§ **What you need to do**
Render each line of the records below as a JSON list of strings, one string per line, leaving out blank lines.

'''

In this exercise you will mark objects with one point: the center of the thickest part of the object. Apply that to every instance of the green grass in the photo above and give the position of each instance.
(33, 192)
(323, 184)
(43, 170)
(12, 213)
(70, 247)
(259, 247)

'''

§ **Result**
[
  "In this exercise you will mark objects with one point: the center of the thickest part of the object. Apply that to every instance of the green grass in the photo above and give the position of each instance.",
  "(33, 192)",
  "(323, 184)",
  "(43, 170)",
  "(12, 213)",
  "(70, 247)",
  "(259, 247)"
]